REQUIREMENTS: Count the lines in the records below that contain the string “curly”, with uppercase and lowercase letters treated as different. Reply with the number alone.

SOURCE MATERIAL:
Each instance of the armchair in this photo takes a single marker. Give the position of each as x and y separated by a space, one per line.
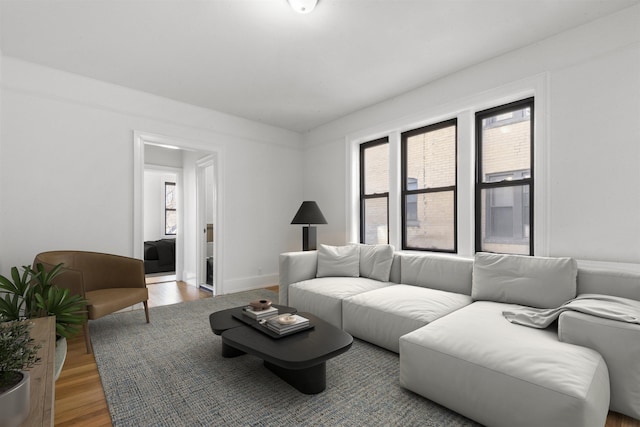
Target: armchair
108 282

--

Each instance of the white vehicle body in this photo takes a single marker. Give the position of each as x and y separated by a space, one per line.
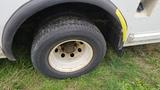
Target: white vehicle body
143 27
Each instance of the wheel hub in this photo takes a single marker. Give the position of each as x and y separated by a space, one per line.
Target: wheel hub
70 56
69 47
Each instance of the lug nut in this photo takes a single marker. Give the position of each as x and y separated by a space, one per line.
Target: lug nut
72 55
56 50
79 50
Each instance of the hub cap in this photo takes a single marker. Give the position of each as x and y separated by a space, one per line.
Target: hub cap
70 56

---

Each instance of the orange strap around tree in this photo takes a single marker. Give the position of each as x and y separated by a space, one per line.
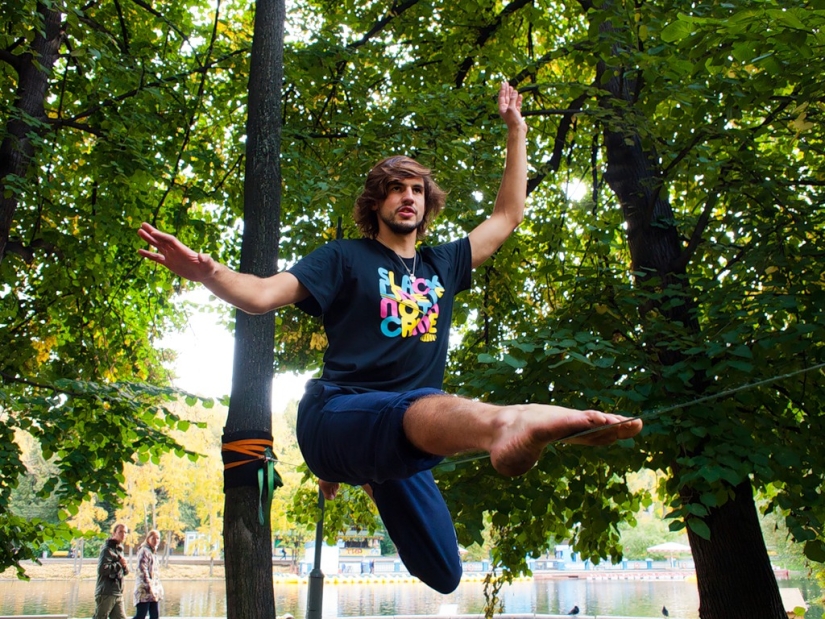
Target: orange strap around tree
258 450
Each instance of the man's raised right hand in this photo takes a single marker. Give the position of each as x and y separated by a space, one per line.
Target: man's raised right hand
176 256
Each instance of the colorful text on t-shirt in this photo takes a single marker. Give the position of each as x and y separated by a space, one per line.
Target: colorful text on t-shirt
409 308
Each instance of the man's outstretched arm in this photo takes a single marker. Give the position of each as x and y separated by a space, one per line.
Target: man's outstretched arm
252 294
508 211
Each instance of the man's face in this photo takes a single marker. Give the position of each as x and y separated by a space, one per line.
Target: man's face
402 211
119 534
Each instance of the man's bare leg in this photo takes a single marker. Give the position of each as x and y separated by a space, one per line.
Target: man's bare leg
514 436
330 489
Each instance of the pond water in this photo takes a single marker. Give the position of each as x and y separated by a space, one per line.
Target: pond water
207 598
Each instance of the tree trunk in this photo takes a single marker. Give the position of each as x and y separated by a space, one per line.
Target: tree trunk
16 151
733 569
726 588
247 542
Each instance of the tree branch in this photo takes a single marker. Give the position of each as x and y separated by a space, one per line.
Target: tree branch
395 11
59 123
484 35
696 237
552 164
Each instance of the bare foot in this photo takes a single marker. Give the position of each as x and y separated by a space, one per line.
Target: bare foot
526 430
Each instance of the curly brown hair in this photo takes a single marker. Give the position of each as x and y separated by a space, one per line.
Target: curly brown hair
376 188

EXERCISE RESULT: 2